Tujuan 1:
Dalam teks tentang juristocracy di Indonesia, apa yang dipersilakan Presiden kepada masyarakat yang keberatan terhadap RUU Cipta Kerja?
Tujuan 2:
Silakan teruskan teks tentang juristocracy di Indonesia, mulai setelah subjudul terakhirnya.

Teks Bacaan:
++++++++++++++++++++

MK sebagai cabang kekuasaan peradilan yang dipisahkan dari Mahkamah Agung di banyak negara demokrasi baru, termasuk Indonesia sesuai dengan Pasal 24 Ayat (2) UUD 1945, adalah dalam rangka kepentingan ”juristocracy”.
Oleh
AGUS RIEWANTO
·3 menit baca
Respons negatif masyarakat dalam berbagai ekspresi terhadap RUU Cipta Kerja yang disetujui untuk disahkan menjadi undang-undang oleh DPR direspons oleh Presiden Joko Widodo. Presiden mempersilakan masyarakat yang keberatan mengajukan uji materi (judicial review) ke Mahkamah Konstitusi.
Sikap serupa disampaikan Presiden saat UU KPK ditolak publik. Fenomena ini dapat disebut juristocracy, seperti dinyatakan oleh Ran Hirschl (2004) dalam Towards Juristocracy: The Origins and Consequences of New Constitutionalism, yakni semacam transformasi tanggung jawab penyelesaian masalah kontroversial dari lembaga politik ke lembaga peradilan.
Tampaknya, juristocracy ini merupakan tren baru dalam politik kebijakan legislasi di Indonesia, di mana seharusnya terhadap produk legislasi yang menuai resistensi publik bisa diselesaikan melalui instrumen kekuasaan politik Presiden untuk menarik kembali RUU yang diajukan ke DPR saat pembahasan karena mendapat respons negatif publik. Namun, Presiden memilih melakukan ”manuver” dengan memanfaatkan instrumen demokrasi, yakni MK, untuk menguji pertentangan UU dengan konstitusi.
Namun, Presiden memilih melakukan ”manuver” dengan memanfaatkan instrumen demokrasi, yakni MK, untuk menguji pertentangan UU dengan konstitusi.
Pilihan Presiden mengalihkan masalah kontroversial pada pengadilan tampaknya bukan kebetulan, melainkan sebuah kesengajaan untuk meminimalkan risiko penolakan terhadap kebijakan legislasi oleh masyarakat yang dapat memengaruhi penilaian buruk terhadap kinerja Presiden dan kelak akan dapat menjaga posisi aman dalam menjalankan pemerintahan. Dengan demikian, sebenarnya MK tengah memainkan posisi sebagai tameng mengamankan kekuasaan Presiden.
Untuk kepentingan ini, jauh sebelumnya Presiden telah memberikan hadiah berupa revisi UU MK yang substansinya menguntungkan MK.
”Judicialization of politics”

++++++++++++++++++++

Data yang Diberikan:

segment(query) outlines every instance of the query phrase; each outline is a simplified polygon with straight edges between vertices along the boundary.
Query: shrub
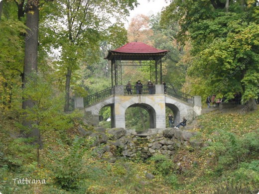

++++++++++++++++++++

Jawaban Latihan 1:
Mengajukan uji materi (judicial review) ke Mahkamah Konstitusi.

Jawaban Latihan 2:
Sesungguhnya juristocracy ini sebangun dengan gagasan C Neil Tate (1995) yang mengenalkan kajian tentang judicialization of politics, yakni ekspansi lembaga kekuasaan kehakiman untuk mengadili perkara mengenai kebijakan publik yang memiliki unsur politis. Ekspansi ini sebuah konsekuensi logis akibat dianutnya paham supremasi konstitusi dan diinkorporasikannya HAM dalam konstitusi.
Maka, lahirnya MK sebagai cabang kekuasaan peradilan baru yang dipisahkan dari Mahkamah Agung di banyak negara demokrasi baru, termasuk Indonesia sesuai dengan Pasal 24 Ayat (2) UUD 1945, adalah dalam rangka kepentingan juristocracy ini.
Pilihan Presiden terhadap juristocracy ini dimulai dari premis mayor bahwa MK adalah lembaga independen, maka masyarakat akan dapat lebih mudah menerima putusan pengadilan ketika Presiden kesulitan memberikan penjelasan kepada publik mengenai materi urgensi RUU Cipta Kerja yang dibuat secara formil melalui teknik omnibus law, yakni penggabungan dan penyederhanaan 76 UU sektoral menjadi hanya satu UU.
Teknik omnibus law ini sebenarnya belum dikenal dalam UU No 12/2011 jo UU No 15/2019 tentang Pembentukan Peraturan Perundang-undangan. Maka, besar harapan Presiden Jokowi kepada MK berperan sebagai juristocracy, mewakili Presiden menjelaskan kebijakan legislasi yang kontroversial ini melalui putusannya. Sebab, putusan MK bersifat erga omnes atau berlaku untuk semua sejak putusan dibacakan oleh hakim MK.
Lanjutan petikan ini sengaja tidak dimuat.